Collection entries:
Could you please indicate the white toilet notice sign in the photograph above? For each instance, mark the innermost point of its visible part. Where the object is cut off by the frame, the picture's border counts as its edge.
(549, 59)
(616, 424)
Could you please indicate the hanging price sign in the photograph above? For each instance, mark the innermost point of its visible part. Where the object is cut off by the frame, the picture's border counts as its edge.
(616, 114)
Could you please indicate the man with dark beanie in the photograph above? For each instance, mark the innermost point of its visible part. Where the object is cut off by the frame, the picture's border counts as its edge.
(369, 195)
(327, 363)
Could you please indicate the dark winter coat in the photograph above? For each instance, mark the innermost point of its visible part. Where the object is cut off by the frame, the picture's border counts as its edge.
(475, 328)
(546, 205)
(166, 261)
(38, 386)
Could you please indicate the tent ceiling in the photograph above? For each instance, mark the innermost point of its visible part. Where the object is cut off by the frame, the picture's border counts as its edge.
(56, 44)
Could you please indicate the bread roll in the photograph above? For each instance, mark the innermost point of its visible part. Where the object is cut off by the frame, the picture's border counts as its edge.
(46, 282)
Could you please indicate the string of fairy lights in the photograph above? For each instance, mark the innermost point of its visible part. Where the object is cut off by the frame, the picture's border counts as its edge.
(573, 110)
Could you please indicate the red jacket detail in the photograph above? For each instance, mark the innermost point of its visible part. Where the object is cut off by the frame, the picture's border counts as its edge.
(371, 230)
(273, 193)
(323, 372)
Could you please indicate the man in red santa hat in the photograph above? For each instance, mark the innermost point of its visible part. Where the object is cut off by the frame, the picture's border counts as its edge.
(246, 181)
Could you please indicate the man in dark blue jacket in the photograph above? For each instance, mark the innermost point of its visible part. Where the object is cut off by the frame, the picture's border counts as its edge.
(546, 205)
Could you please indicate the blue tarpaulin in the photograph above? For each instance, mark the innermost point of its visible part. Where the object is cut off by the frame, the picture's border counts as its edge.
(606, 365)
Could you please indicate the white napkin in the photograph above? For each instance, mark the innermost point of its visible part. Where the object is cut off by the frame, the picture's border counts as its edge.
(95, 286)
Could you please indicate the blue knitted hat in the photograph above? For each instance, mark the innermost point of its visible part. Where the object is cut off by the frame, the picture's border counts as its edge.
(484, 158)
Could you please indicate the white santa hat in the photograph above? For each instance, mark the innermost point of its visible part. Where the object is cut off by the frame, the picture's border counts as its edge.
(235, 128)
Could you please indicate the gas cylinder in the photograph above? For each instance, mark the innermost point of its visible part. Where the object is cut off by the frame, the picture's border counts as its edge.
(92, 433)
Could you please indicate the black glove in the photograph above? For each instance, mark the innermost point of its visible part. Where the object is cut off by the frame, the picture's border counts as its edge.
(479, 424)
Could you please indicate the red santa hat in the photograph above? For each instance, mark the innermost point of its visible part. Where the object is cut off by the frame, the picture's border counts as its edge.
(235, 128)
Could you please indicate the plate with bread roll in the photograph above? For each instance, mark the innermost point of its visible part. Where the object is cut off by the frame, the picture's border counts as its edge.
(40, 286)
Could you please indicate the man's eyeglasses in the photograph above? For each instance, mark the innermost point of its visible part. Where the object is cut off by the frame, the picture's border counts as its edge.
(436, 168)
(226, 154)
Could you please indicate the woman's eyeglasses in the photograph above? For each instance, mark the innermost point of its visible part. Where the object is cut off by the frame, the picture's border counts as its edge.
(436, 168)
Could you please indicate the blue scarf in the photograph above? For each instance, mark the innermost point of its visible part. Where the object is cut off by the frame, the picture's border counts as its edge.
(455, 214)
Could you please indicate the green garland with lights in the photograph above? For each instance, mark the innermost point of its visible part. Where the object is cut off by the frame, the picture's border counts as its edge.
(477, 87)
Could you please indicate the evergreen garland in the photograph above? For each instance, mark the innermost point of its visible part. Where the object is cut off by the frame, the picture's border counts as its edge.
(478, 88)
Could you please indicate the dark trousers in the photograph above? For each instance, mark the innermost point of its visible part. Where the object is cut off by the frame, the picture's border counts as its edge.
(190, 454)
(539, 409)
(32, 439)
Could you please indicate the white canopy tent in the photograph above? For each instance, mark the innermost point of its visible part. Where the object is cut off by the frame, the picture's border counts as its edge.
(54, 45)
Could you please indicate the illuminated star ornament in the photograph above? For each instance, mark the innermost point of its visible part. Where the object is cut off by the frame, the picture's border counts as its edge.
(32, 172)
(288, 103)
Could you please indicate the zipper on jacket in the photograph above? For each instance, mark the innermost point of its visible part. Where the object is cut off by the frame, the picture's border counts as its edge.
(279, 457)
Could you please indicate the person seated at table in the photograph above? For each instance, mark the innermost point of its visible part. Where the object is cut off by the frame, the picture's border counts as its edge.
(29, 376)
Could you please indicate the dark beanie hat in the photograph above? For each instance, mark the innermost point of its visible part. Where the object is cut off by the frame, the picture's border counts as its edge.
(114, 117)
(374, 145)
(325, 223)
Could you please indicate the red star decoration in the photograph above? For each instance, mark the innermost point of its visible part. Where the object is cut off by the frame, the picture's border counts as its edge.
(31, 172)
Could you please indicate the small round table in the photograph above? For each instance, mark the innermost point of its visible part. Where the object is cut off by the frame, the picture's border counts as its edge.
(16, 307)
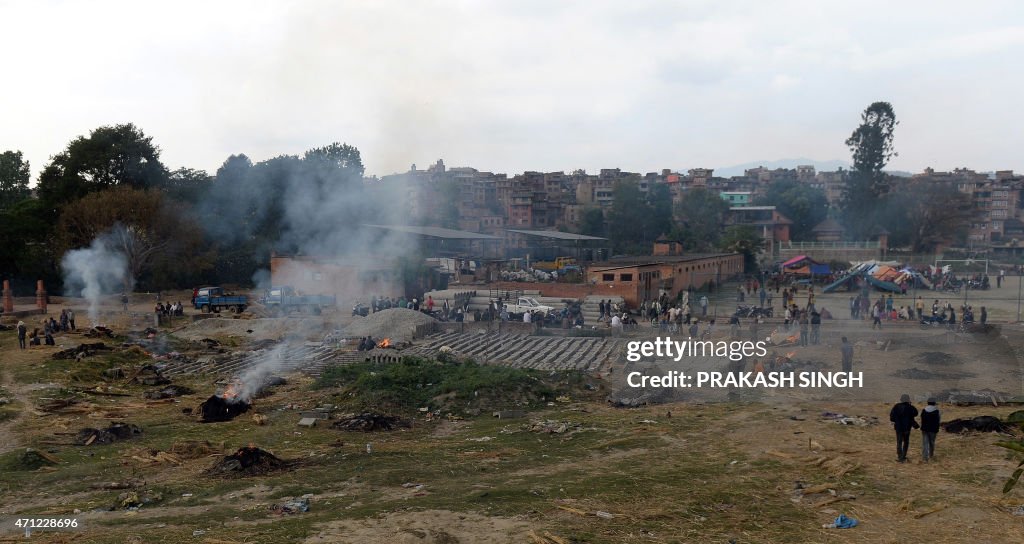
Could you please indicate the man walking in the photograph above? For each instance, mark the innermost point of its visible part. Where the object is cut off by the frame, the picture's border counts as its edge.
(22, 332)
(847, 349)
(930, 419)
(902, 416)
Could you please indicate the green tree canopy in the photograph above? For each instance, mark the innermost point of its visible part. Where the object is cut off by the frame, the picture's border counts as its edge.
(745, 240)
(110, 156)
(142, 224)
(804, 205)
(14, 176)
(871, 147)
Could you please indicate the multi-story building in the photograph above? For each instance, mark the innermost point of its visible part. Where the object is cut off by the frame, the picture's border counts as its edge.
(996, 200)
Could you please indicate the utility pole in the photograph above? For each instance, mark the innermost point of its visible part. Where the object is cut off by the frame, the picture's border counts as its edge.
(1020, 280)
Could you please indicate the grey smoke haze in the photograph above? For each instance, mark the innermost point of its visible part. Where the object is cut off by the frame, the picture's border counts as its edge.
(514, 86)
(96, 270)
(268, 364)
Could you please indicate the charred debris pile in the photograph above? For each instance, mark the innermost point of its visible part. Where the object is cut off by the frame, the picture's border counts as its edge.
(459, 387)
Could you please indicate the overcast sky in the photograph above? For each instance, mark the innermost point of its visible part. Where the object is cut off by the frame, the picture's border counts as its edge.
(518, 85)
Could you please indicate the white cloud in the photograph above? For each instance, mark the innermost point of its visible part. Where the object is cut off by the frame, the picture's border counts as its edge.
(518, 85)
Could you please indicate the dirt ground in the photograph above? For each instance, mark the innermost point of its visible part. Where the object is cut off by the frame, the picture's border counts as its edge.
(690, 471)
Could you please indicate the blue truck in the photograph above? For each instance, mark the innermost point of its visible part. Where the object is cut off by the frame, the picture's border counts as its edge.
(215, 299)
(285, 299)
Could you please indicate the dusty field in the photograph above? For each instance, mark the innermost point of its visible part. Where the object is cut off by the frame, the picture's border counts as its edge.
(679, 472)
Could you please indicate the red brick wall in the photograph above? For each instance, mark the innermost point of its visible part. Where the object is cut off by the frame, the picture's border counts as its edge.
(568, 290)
* * *
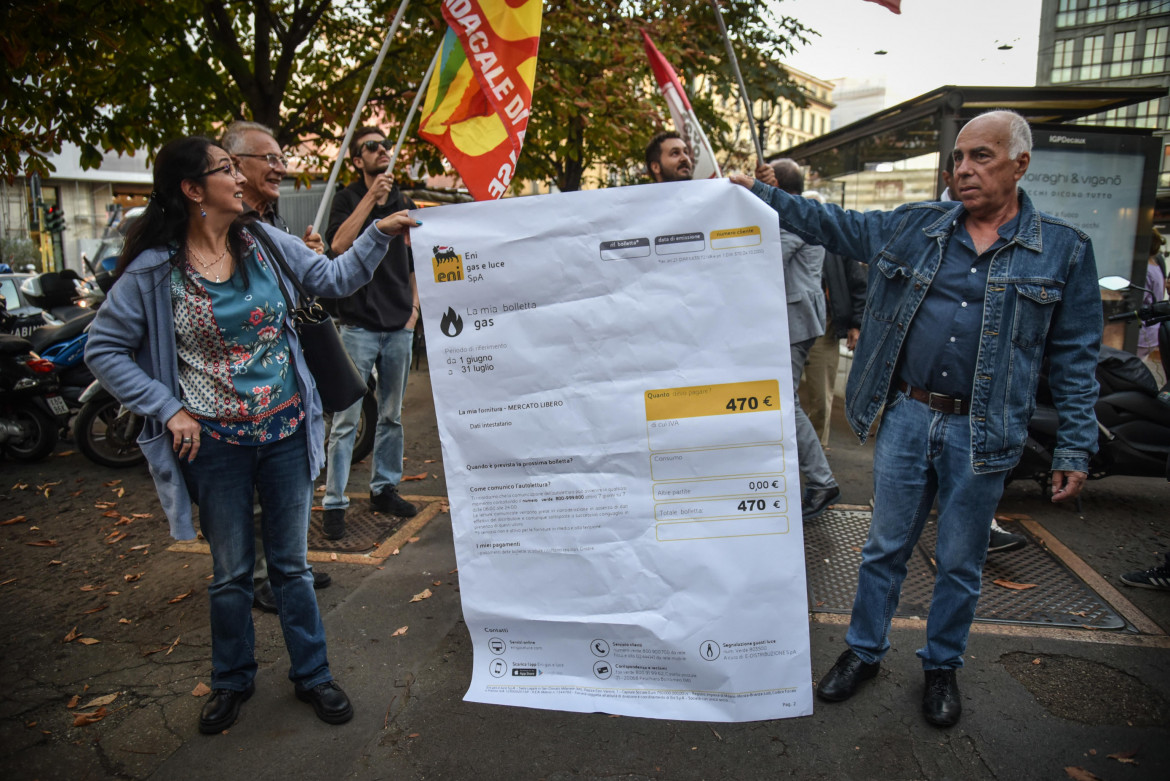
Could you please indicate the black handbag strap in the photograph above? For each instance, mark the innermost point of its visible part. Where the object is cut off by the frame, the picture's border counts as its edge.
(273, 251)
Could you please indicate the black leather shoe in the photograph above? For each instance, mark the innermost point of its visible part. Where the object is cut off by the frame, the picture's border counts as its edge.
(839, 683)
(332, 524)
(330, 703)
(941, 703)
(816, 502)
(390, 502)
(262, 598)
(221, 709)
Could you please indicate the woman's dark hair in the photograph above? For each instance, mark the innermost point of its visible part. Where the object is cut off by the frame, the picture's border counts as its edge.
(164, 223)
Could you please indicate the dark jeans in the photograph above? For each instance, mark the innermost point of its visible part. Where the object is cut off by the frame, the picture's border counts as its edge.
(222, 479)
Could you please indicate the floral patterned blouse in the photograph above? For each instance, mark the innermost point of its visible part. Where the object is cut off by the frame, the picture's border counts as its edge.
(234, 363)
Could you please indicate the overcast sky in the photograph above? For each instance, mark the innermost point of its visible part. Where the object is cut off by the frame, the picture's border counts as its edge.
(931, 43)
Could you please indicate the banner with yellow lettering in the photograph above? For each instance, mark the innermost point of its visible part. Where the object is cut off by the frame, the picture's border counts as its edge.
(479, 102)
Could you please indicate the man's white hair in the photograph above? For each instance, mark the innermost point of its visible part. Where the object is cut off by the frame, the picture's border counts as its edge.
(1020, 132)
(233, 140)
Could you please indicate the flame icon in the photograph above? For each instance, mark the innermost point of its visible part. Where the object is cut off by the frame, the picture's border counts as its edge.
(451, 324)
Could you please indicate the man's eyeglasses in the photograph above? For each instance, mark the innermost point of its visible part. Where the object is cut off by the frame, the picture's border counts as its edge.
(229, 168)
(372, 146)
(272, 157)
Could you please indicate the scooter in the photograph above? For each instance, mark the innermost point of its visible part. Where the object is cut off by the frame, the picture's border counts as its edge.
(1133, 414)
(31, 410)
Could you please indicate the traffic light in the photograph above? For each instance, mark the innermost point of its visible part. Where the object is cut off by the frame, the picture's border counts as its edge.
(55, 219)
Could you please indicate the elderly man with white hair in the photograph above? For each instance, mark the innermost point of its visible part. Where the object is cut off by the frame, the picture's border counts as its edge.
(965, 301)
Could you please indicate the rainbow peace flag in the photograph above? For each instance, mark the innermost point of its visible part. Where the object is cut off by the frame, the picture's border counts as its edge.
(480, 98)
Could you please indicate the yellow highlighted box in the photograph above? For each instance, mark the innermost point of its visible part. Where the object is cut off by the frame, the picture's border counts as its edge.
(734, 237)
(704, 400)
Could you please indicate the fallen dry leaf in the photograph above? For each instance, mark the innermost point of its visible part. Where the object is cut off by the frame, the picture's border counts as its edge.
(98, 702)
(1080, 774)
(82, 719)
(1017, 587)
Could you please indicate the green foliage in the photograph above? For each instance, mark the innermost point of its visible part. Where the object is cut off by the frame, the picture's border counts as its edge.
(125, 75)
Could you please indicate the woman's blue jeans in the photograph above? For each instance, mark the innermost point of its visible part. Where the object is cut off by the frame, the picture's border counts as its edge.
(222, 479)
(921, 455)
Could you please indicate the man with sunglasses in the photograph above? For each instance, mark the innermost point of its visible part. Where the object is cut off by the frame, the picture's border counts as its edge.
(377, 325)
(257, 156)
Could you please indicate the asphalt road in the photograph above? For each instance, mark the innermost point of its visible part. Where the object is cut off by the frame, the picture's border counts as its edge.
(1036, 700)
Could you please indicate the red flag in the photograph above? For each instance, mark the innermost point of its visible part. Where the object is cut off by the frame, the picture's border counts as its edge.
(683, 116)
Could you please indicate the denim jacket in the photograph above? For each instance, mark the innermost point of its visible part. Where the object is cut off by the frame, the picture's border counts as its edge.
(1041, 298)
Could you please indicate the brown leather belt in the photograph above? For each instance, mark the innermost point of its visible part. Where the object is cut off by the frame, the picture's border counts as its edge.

TASK BRIEF: Return every line of the records above that contains the word "jacket", matching case exactly.

WRITTEN ANSWER:
Could you please indicate the red jacket detail in the photograph above? For each instance, mark the innermost point of its visible part. Where the object is cut off by the frame, the picture's border counts as its edge.
Could you please indicate the man in dark blue jacket in the photograph above? For each instance, mark the innermost point of its visible part. Where the object is cut off by the frame, the picture's border counts as its edge.
Could you please indicate the zipper on jacket in the photograph above? For each instance, mark the innermost point of its visible part. Where the object is cut off by the frame, the picture's border counts as its edge.
Could you please indicate the denim jacket in the photograph above? For each instance, mark the innermost point of its visible part. Where the object is cut off by the frame, the picture's border counts as its edge.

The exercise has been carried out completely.